:: SHORT EXERCISE ::
Turn the lines from the very first one through the line containing "M 261 117 L", both included, into a JSON list of strings with one string per line, leaving out any blank lines.

:: PROVIDED DATA ::
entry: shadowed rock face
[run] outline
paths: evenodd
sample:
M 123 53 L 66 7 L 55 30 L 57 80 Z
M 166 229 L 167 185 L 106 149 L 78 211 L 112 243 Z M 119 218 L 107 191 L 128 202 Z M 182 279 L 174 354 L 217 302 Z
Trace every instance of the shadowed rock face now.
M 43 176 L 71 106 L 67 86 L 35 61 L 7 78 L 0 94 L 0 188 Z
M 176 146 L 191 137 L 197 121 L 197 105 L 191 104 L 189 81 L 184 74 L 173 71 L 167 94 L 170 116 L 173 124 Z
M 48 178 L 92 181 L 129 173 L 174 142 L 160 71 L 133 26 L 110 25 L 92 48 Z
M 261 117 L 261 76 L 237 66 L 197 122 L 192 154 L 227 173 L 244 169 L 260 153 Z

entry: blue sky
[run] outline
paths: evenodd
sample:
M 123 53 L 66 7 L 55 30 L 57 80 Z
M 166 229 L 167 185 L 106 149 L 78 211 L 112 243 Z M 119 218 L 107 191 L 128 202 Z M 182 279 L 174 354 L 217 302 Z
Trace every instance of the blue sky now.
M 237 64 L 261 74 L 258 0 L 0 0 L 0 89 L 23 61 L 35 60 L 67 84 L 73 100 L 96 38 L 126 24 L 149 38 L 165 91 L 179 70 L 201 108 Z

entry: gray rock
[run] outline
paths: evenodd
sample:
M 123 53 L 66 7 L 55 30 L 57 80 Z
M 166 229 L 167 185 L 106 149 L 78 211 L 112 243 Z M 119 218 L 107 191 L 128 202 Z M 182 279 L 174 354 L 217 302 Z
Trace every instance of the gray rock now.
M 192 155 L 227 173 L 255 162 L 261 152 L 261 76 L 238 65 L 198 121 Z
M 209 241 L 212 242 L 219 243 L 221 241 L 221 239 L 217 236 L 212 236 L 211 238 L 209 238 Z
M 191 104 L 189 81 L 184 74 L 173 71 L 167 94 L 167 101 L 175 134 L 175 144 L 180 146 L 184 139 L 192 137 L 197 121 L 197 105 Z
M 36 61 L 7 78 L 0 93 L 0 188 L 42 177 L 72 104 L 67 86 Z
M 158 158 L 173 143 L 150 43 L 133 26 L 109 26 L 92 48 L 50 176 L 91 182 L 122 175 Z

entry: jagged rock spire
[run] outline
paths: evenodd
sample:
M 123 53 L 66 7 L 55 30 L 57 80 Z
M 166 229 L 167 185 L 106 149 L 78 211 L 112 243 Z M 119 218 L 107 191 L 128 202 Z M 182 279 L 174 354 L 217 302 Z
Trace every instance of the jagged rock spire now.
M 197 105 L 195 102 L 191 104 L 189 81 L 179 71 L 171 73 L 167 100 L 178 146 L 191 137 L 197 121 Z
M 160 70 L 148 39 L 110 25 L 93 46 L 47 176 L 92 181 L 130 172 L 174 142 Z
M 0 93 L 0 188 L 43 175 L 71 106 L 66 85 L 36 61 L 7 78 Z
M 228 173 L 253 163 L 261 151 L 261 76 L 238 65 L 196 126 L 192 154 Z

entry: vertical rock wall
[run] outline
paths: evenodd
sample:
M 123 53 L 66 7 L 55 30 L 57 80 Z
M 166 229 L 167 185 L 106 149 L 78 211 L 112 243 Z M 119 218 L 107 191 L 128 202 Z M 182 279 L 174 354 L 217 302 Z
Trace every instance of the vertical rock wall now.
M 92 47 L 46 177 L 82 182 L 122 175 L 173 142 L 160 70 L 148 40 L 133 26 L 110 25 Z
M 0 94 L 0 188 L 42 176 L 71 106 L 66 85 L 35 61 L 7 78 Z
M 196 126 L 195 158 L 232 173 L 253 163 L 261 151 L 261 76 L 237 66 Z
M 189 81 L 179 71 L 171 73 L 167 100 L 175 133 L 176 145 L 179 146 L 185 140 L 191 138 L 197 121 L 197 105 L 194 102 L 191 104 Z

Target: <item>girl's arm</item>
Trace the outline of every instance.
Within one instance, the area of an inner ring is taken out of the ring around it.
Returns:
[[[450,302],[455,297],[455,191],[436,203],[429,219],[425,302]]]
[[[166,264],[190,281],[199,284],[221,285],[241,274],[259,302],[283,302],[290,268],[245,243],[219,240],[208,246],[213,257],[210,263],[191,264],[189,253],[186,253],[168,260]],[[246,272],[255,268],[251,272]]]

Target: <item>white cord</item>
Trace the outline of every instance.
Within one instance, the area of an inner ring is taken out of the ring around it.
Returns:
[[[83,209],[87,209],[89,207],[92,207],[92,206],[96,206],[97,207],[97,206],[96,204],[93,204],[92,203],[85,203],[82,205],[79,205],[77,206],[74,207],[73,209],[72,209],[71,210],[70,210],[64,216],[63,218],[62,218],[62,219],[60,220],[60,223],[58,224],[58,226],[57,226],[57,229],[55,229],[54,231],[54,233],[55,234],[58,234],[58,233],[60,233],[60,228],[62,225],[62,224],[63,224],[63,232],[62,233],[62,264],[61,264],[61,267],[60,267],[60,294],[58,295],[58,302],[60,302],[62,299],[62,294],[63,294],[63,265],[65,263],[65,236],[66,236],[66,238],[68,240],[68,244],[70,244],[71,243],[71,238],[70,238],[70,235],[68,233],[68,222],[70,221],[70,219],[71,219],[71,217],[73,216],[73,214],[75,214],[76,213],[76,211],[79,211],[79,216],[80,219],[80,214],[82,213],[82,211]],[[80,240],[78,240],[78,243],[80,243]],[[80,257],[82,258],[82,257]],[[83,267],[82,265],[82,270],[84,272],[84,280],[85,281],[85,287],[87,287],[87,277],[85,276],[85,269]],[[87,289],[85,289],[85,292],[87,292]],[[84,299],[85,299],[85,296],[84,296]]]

:: TASK SOLUTION ::
[
  "entry: shadowed rock face",
  "[run] outline",
  "paths: evenodd",
  "sample:",
  "M 123 53 L 66 7 L 55 30 L 57 80 Z",
  "M 166 229 L 167 185 L 106 149 L 78 211 L 112 243 Z M 119 218 L 107 191 L 128 202 Z M 182 279 L 174 354 L 217 302 Z",
  "Trace every instance of the shadowed rock face now.",
  "M 43 176 L 71 106 L 67 86 L 35 61 L 7 78 L 0 94 L 0 188 Z",
  "M 176 146 L 191 137 L 197 121 L 197 105 L 191 104 L 189 81 L 184 74 L 173 71 L 167 94 L 170 116 L 173 124 Z",
  "M 48 178 L 92 181 L 129 173 L 174 142 L 160 71 L 133 26 L 110 25 L 92 48 Z",
  "M 261 117 L 261 76 L 237 66 L 197 122 L 192 154 L 227 173 L 244 169 L 260 153 Z"
]